▶ [Work request]
In the essay on light and darkness below, what examples of complex numbers does Hobbes give to Calvin?

▶ [Document passage]
────────────────────────────────────────

On light and darkness - and complex numbers and other joys
It is one of those strange things - truths - that the names of two of the darkest and most hateful men who ever existed are now associated with something grand, silly, happy, light, and laughable. No, not Darwin and Marx. Not even Nietzsche and Kant. I mean Calvin and Hobbes.
(Note: I have only a vague idea what the real C&H taught - I recall something about going to hell, and not as Dante, who apparently had a "just visiting" card - just as I very quickly forget an error in software once I have corrected it. Of course there are philosophers specializing in pathology who have to know such errors, just as there are pathologists for medicine or for engineering. But the study of Error Writ Large is a special sort of subject, not usually suitable for blogging, at least not today. And I did want to start a discussion on error, but I didn't have time. Maybe some other year. But let us proceed.)
There are many useful insights for a computer scientist in C&H - or even for a Chestertonian. People moan about "complex numbers" - but Hobbes easily disposes of this to Calvin by explaining they are things like "eleventeen" and "thirty-twelve". These sound complex to me, and I regret to state that few mathematicians have risen to the heights which could enable them to even speak these words, much less state theorems about them. More's the pity. We need more such advances.

────────────────────────────────────────

▶ [Input data]
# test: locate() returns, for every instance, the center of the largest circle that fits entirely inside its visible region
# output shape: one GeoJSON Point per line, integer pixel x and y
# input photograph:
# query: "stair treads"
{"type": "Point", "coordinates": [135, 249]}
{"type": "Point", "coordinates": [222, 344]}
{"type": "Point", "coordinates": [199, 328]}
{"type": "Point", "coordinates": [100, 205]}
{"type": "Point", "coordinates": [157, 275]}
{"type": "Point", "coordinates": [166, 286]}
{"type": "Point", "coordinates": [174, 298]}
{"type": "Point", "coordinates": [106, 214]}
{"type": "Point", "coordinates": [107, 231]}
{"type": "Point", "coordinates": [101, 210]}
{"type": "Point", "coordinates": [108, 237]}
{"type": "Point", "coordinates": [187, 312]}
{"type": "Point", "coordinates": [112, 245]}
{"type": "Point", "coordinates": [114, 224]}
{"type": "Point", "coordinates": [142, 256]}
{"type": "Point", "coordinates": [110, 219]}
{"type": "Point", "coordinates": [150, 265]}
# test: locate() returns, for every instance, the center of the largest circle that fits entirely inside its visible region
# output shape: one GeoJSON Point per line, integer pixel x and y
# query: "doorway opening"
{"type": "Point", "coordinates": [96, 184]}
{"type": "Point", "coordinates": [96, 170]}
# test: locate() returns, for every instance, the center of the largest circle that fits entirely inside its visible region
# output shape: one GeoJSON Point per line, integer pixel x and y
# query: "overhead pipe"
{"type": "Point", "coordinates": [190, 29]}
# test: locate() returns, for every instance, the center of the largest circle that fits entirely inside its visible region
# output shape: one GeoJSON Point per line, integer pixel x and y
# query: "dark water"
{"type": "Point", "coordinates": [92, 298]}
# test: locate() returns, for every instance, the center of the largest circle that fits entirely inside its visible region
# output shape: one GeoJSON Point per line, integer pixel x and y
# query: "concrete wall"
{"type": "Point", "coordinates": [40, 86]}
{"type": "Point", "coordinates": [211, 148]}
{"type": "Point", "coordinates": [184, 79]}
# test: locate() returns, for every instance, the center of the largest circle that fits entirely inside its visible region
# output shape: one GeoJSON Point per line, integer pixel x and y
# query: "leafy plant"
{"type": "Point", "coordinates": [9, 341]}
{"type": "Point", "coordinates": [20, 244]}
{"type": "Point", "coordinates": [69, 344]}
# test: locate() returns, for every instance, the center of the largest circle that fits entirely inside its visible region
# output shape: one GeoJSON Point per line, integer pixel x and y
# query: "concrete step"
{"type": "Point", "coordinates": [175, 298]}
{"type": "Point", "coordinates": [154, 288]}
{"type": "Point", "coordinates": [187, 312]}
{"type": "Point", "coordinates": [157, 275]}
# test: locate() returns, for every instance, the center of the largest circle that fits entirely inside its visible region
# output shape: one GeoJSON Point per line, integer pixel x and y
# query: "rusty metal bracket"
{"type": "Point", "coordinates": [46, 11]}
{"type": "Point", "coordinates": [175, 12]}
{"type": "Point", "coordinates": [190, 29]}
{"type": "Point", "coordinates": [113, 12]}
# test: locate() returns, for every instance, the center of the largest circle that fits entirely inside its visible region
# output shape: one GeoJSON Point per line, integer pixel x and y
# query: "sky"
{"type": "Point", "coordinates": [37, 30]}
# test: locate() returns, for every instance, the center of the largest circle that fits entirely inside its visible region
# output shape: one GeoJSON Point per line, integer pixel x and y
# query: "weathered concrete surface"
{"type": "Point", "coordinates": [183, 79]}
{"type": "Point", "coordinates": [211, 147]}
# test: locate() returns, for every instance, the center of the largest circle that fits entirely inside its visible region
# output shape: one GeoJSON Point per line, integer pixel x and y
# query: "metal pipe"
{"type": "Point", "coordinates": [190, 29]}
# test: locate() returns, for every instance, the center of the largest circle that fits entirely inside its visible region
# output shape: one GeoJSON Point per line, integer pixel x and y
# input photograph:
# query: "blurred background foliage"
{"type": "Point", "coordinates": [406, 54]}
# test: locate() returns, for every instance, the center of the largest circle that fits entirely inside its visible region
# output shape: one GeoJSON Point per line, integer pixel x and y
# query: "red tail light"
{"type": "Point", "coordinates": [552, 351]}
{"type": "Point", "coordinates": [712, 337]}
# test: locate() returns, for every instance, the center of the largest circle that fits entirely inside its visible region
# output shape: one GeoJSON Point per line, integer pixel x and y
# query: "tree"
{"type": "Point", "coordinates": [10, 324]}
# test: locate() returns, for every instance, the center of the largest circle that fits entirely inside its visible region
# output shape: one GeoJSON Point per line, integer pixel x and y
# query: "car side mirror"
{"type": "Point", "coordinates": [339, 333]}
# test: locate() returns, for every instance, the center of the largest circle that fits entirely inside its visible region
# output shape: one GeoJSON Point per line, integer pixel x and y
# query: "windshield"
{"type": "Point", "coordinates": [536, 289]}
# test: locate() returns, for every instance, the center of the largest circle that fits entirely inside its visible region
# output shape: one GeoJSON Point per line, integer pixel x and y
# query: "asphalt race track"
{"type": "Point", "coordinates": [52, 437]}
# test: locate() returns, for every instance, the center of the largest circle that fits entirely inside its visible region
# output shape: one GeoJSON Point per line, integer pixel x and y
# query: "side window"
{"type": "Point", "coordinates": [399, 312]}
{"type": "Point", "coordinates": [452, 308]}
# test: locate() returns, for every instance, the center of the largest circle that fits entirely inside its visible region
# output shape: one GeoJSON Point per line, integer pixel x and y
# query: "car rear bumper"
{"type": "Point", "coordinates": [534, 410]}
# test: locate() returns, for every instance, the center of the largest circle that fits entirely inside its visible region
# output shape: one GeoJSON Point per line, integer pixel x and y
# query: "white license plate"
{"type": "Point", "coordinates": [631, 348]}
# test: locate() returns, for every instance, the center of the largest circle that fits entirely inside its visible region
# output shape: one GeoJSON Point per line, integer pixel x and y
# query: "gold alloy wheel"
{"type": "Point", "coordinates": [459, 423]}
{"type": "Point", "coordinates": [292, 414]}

────────────────────────────────────────

▶ [Exercise answer]
"Eleventeen" and "thirty-twelve".